[Extracted data entries]
⁂

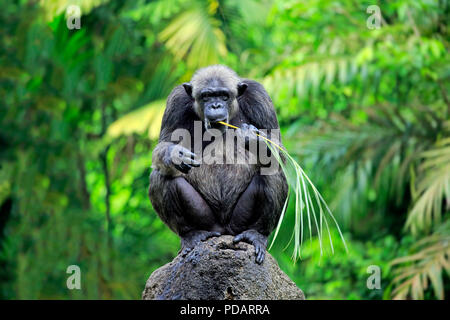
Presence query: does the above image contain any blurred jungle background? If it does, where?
[0,0,450,299]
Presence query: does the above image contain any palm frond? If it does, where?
[159,5,227,68]
[406,138,450,234]
[391,221,450,300]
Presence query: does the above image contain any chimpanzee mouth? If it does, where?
[205,118,228,131]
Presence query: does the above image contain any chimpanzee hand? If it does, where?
[167,144,200,173]
[181,230,220,256]
[236,123,260,145]
[233,229,267,264]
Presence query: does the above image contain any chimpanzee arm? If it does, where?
[152,85,198,177]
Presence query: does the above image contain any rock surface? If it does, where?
[142,236,305,300]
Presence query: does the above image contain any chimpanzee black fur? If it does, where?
[149,65,288,263]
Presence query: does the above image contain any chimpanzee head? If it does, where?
[183,65,247,131]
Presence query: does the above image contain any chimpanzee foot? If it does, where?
[233,230,267,264]
[181,230,220,256]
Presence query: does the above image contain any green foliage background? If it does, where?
[0,0,450,299]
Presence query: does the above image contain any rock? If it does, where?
[142,236,305,300]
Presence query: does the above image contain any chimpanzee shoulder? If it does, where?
[237,79,279,129]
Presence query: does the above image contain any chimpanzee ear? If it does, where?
[183,82,192,98]
[238,82,248,97]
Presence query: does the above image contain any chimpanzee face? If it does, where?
[196,87,235,129]
[183,81,247,132]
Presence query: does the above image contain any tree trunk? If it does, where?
[142,236,305,300]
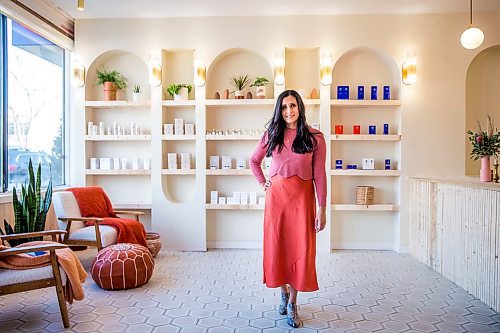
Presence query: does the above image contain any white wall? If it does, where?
[72,13,500,247]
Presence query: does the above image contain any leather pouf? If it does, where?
[91,243,155,290]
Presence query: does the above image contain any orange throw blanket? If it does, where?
[0,241,87,304]
[67,186,147,246]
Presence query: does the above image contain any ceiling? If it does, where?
[49,0,500,19]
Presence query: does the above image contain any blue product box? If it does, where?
[371,86,377,100]
[358,86,365,99]
[384,158,391,170]
[384,86,391,100]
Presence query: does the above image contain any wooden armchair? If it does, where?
[52,191,144,251]
[0,230,69,328]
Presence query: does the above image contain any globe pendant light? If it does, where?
[460,0,484,50]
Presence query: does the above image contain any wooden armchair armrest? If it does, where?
[114,210,144,215]
[0,230,66,241]
[0,244,68,257]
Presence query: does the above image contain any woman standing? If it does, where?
[250,90,326,328]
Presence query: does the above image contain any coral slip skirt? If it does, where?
[263,175,318,291]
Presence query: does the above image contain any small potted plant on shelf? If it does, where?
[167,83,193,101]
[250,77,269,98]
[132,84,142,102]
[97,69,127,101]
[229,75,250,99]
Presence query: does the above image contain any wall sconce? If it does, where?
[460,0,484,50]
[72,61,85,88]
[319,53,333,86]
[194,60,207,87]
[274,51,285,86]
[149,56,161,87]
[401,51,417,84]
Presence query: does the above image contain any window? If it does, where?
[0,16,66,191]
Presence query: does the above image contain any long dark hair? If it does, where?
[264,90,317,157]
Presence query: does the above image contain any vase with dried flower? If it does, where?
[467,114,500,182]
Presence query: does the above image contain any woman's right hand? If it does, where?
[260,179,272,191]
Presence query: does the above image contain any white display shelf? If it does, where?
[161,99,195,106]
[85,135,151,141]
[331,169,400,177]
[161,134,196,141]
[113,203,151,210]
[206,204,264,210]
[330,134,401,141]
[85,169,151,176]
[331,204,399,212]
[206,169,252,176]
[85,101,151,109]
[330,99,401,107]
[205,98,275,106]
[161,169,196,175]
[205,134,260,141]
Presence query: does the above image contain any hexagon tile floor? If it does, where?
[0,250,500,333]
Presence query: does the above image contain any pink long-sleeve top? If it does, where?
[250,128,326,207]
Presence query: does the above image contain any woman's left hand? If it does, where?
[314,207,326,232]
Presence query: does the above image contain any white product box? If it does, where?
[210,191,219,204]
[236,157,247,170]
[233,192,241,205]
[99,157,111,170]
[264,157,273,170]
[222,156,231,170]
[210,156,219,170]
[240,192,248,205]
[184,123,194,135]
[181,153,191,169]
[248,192,257,205]
[174,118,184,135]
[361,158,375,170]
[113,157,120,170]
[167,153,177,169]
[132,158,139,170]
[163,124,174,135]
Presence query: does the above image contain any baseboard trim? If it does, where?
[207,242,262,249]
[330,242,399,252]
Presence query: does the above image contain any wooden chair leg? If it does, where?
[50,250,69,328]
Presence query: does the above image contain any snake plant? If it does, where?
[0,159,52,247]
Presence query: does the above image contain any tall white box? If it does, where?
[210,156,219,170]
[174,118,184,135]
[248,192,257,205]
[184,123,194,135]
[210,191,219,204]
[99,157,111,170]
[167,153,177,170]
[222,156,231,170]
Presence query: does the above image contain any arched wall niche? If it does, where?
[331,47,401,99]
[464,45,500,175]
[206,48,274,99]
[85,50,151,100]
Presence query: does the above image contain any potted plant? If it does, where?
[467,114,500,182]
[229,75,250,99]
[167,83,193,101]
[250,77,269,98]
[132,84,142,102]
[0,158,52,247]
[97,69,127,101]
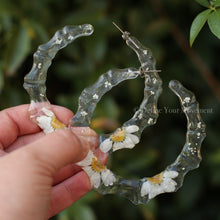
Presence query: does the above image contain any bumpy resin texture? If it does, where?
[24,24,206,204]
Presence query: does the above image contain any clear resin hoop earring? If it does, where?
[24,24,206,204]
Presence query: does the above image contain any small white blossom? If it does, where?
[141,171,178,199]
[153,78,157,84]
[183,97,190,103]
[36,108,55,134]
[147,118,154,124]
[197,122,202,128]
[100,125,139,153]
[68,35,74,40]
[55,38,63,44]
[77,150,116,188]
[37,63,42,69]
[143,50,148,55]
[105,81,112,88]
[80,111,88,117]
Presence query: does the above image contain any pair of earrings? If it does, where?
[24,23,206,204]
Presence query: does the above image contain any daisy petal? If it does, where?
[36,115,54,134]
[101,169,116,186]
[90,172,101,188]
[99,138,112,153]
[124,125,139,133]
[124,137,135,149]
[112,142,125,151]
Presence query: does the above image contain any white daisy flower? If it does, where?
[100,125,139,153]
[141,171,178,199]
[36,108,65,134]
[77,150,116,188]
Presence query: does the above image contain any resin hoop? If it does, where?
[24,24,205,204]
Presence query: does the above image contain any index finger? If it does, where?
[0,104,73,149]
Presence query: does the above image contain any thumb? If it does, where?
[17,129,89,176]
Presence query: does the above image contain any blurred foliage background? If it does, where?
[0,0,220,220]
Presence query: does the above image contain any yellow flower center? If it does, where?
[148,173,163,184]
[110,128,125,142]
[91,157,106,173]
[51,116,66,129]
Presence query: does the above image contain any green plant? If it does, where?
[190,0,220,46]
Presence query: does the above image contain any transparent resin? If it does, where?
[24,24,206,204]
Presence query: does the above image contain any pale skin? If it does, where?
[0,105,107,220]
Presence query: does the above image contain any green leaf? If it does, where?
[4,26,30,75]
[0,62,4,94]
[208,8,220,39]
[189,9,212,46]
[212,0,220,7]
[196,0,210,8]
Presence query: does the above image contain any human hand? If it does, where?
[0,105,107,220]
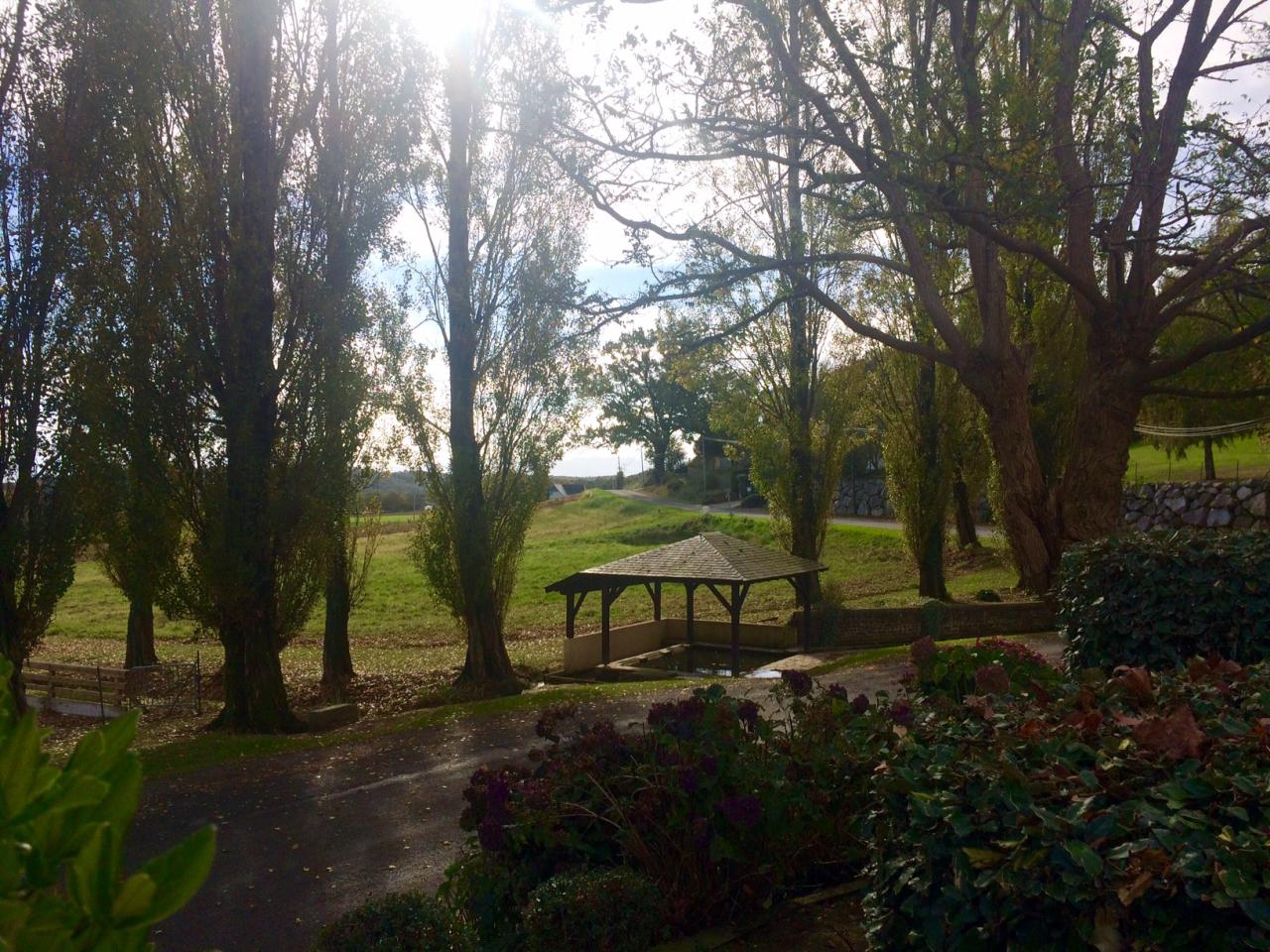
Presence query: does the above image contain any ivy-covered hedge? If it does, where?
[1056,531,1270,669]
[866,660,1270,952]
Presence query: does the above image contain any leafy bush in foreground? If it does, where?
[525,866,663,952]
[866,658,1270,952]
[314,892,476,952]
[444,674,903,948]
[1056,530,1270,669]
[0,657,216,952]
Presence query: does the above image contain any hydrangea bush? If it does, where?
[866,657,1270,952]
[445,675,897,947]
[907,638,1063,702]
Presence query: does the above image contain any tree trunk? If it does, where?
[967,362,1062,594]
[445,42,518,689]
[917,521,949,602]
[217,0,300,733]
[785,0,825,603]
[0,542,27,713]
[650,443,671,486]
[952,471,979,548]
[911,361,949,602]
[1056,373,1142,550]
[123,597,159,670]
[321,542,353,701]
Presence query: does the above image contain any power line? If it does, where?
[1133,416,1270,438]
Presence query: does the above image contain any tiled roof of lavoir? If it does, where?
[548,532,826,591]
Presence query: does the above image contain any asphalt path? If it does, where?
[128,638,1061,952]
[128,661,903,952]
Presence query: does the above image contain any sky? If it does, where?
[383,0,1270,476]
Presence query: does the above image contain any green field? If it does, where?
[36,493,1015,710]
[1125,435,1270,482]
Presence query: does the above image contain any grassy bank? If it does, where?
[36,493,1013,727]
[1125,435,1270,482]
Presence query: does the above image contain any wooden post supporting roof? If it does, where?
[546,532,826,672]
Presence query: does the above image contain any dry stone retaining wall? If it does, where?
[1124,480,1270,532]
[833,479,1270,532]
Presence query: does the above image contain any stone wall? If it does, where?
[831,602,1056,648]
[1124,480,1270,532]
[833,479,1270,531]
[833,479,895,520]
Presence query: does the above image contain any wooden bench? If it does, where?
[22,661,128,717]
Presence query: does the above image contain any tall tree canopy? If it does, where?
[410,4,588,689]
[588,327,696,484]
[574,0,1270,591]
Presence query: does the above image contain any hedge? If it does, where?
[1056,530,1270,667]
[865,658,1270,952]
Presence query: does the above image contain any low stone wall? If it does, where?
[833,479,895,520]
[564,618,799,674]
[1124,480,1270,532]
[831,602,1056,648]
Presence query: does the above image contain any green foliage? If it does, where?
[314,892,476,952]
[1056,531,1270,667]
[410,468,548,627]
[447,675,895,948]
[866,660,1270,952]
[0,660,216,952]
[588,322,696,482]
[909,638,1063,703]
[525,866,664,952]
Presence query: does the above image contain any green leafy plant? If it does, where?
[908,638,1063,702]
[1056,531,1270,669]
[444,672,898,949]
[866,657,1270,952]
[314,892,476,952]
[0,658,216,952]
[525,866,663,952]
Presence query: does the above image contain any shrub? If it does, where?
[1056,531,1270,669]
[909,638,1062,702]
[0,657,216,952]
[314,892,476,952]
[866,658,1270,951]
[525,867,663,952]
[444,683,895,948]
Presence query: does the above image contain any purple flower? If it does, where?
[476,816,507,853]
[888,698,913,727]
[781,671,812,697]
[974,663,1010,694]
[680,767,701,793]
[908,635,940,667]
[718,793,763,830]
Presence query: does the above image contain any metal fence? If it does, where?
[126,654,203,715]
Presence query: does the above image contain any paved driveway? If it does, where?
[136,639,1060,952]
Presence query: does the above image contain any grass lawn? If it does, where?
[35,493,1015,745]
[1125,434,1270,482]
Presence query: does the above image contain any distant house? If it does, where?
[548,482,586,499]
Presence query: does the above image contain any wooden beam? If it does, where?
[704,581,736,615]
[599,585,626,665]
[797,576,812,652]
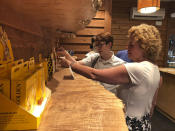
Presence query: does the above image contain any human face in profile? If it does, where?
[95,41,110,55]
[128,37,144,62]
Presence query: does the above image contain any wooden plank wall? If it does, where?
[111,0,175,66]
[61,0,112,59]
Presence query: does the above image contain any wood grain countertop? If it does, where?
[159,68,175,75]
[38,68,128,131]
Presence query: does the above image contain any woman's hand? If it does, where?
[58,57,71,67]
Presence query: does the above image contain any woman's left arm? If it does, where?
[68,61,129,84]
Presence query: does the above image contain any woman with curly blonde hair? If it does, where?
[58,24,161,131]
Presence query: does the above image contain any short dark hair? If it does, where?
[94,32,113,45]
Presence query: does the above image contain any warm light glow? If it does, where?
[32,98,47,117]
[137,0,160,13]
[140,7,157,13]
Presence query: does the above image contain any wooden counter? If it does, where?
[38,69,128,131]
[157,68,175,122]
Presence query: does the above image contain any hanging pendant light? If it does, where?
[137,0,160,13]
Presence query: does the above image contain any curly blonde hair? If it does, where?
[128,24,162,62]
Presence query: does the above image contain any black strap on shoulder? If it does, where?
[91,56,100,68]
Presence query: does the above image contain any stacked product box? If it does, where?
[11,61,36,112]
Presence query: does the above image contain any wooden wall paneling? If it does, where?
[0,3,42,37]
[63,44,90,52]
[111,0,170,65]
[63,36,91,44]
[61,0,112,59]
[86,19,105,28]
[76,28,104,36]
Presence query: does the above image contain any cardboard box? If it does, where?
[11,61,36,111]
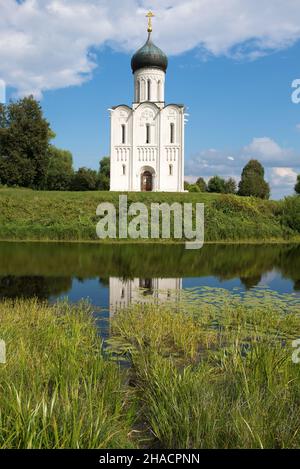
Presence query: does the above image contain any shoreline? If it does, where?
[0,237,300,246]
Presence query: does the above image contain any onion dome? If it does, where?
[131,11,168,73]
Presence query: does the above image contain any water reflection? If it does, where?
[0,243,300,308]
[109,277,182,317]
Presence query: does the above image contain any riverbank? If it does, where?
[0,189,300,243]
[0,289,300,449]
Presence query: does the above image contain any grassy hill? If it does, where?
[0,189,300,242]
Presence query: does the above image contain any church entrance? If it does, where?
[141,171,153,192]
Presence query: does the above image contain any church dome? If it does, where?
[131,33,168,73]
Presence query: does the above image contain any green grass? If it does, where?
[111,291,300,448]
[0,300,133,449]
[0,189,300,242]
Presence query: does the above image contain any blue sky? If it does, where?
[0,0,300,198]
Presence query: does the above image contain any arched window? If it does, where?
[170,122,175,143]
[146,124,151,143]
[121,124,126,144]
[157,80,161,101]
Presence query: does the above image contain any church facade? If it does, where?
[110,12,185,192]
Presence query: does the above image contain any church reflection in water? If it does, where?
[109,277,182,317]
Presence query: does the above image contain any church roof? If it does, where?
[131,32,168,73]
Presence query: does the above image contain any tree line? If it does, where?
[184,160,300,199]
[0,96,110,191]
[0,96,300,199]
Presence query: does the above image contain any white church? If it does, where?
[110,12,185,192]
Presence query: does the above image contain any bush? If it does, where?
[188,184,201,192]
[238,160,270,199]
[196,177,207,192]
[46,145,74,191]
[282,195,300,233]
[225,178,237,194]
[208,176,226,194]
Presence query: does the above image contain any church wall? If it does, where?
[110,106,132,191]
[134,68,166,103]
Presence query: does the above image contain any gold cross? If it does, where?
[146,11,155,33]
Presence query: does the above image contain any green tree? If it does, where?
[224,178,237,194]
[0,96,52,189]
[99,156,110,191]
[207,176,225,194]
[196,177,207,192]
[238,160,270,199]
[295,174,300,194]
[71,168,98,191]
[46,145,74,191]
[188,184,201,192]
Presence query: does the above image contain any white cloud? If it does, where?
[186,137,300,198]
[271,168,297,187]
[0,0,300,95]
[243,137,291,162]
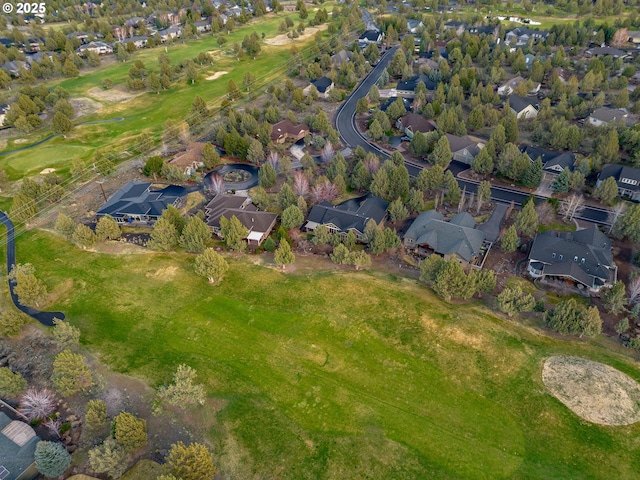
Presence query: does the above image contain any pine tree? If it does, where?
[273,239,297,270]
[500,225,520,253]
[522,157,544,188]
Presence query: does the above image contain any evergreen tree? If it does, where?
[273,240,297,270]
[522,157,544,188]
[551,168,571,193]
[180,215,211,253]
[500,225,520,253]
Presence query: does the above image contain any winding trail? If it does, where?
[0,117,124,157]
[0,212,65,327]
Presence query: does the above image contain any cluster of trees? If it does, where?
[420,255,496,301]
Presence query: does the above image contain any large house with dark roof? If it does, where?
[304,195,389,242]
[596,163,640,201]
[520,145,576,175]
[96,182,190,223]
[204,194,278,246]
[0,412,40,480]
[403,210,486,263]
[527,227,618,292]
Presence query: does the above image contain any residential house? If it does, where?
[169,142,206,177]
[407,18,424,33]
[446,133,485,165]
[505,27,549,46]
[302,76,334,99]
[627,30,640,45]
[116,35,149,48]
[596,163,640,202]
[193,20,211,33]
[586,47,627,58]
[158,27,182,43]
[527,227,618,292]
[331,49,353,68]
[403,210,486,264]
[396,112,437,138]
[396,75,438,96]
[520,145,576,175]
[271,118,309,143]
[589,107,629,127]
[0,412,40,480]
[467,25,500,38]
[508,95,539,120]
[358,30,382,49]
[304,194,389,243]
[380,97,413,112]
[498,76,540,97]
[76,41,113,57]
[96,182,189,223]
[444,21,467,36]
[205,194,278,247]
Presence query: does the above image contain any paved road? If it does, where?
[0,212,64,327]
[335,55,609,225]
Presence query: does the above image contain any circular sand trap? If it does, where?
[542,355,640,425]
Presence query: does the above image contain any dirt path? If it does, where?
[542,355,640,425]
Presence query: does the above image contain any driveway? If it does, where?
[0,212,65,327]
[478,202,509,242]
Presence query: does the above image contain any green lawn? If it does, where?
[12,232,640,480]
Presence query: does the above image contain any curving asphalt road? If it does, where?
[335,46,610,225]
[0,212,65,327]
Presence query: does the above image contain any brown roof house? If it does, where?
[447,133,484,165]
[396,113,437,138]
[204,194,278,246]
[169,142,206,177]
[271,118,309,143]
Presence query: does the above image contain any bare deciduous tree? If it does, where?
[20,388,57,421]
[320,142,335,163]
[559,193,585,220]
[311,180,339,203]
[207,174,227,195]
[292,170,309,198]
[607,202,627,233]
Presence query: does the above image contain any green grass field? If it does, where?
[12,231,640,480]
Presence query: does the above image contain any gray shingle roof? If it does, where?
[0,412,40,480]
[529,227,613,286]
[307,195,389,233]
[404,210,485,262]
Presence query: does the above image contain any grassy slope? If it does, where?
[17,232,640,479]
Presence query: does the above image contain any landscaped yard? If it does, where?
[8,231,640,480]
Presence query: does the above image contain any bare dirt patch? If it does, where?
[87,85,144,103]
[542,355,640,425]
[69,97,102,118]
[207,71,229,80]
[264,24,328,45]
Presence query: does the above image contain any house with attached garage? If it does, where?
[96,182,192,223]
[403,210,486,264]
[520,145,576,175]
[596,163,640,202]
[0,412,40,480]
[527,227,618,292]
[446,133,485,165]
[589,107,629,127]
[204,194,278,247]
[304,194,389,242]
[508,95,538,120]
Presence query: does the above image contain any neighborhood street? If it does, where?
[335,46,609,225]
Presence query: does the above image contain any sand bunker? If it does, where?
[542,355,640,425]
[264,24,328,45]
[207,72,229,80]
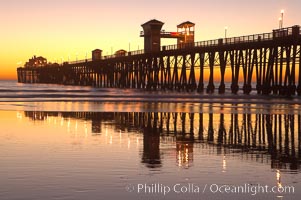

⁂

■ **Written problem**: Starting with the line that contains "Presence query: does the above image contain any green foliage?" and going on through the line that contains "[444,683,895,948]", write those lines out again, substituting "bush" for "shrub" and leaving everything else unchanged.

■ **Task solution**:
Presence query: does the above image contain any green foliage? If it does, where?
[314,892,476,952]
[1056,531,1270,667]
[410,468,548,627]
[447,675,895,948]
[866,660,1270,952]
[0,660,216,952]
[588,322,696,482]
[909,638,1063,703]
[525,866,664,952]
Presence query: does the above image contain any green leafy plant? If it does, where?
[908,638,1063,702]
[1056,531,1270,669]
[444,672,898,949]
[866,657,1270,952]
[314,892,476,952]
[0,658,216,952]
[525,866,663,952]
Presence query: does the above image contain any bush? If it does, where?
[1056,531,1270,669]
[909,638,1062,702]
[0,657,216,952]
[314,892,476,952]
[866,658,1270,951]
[525,867,663,952]
[444,683,895,948]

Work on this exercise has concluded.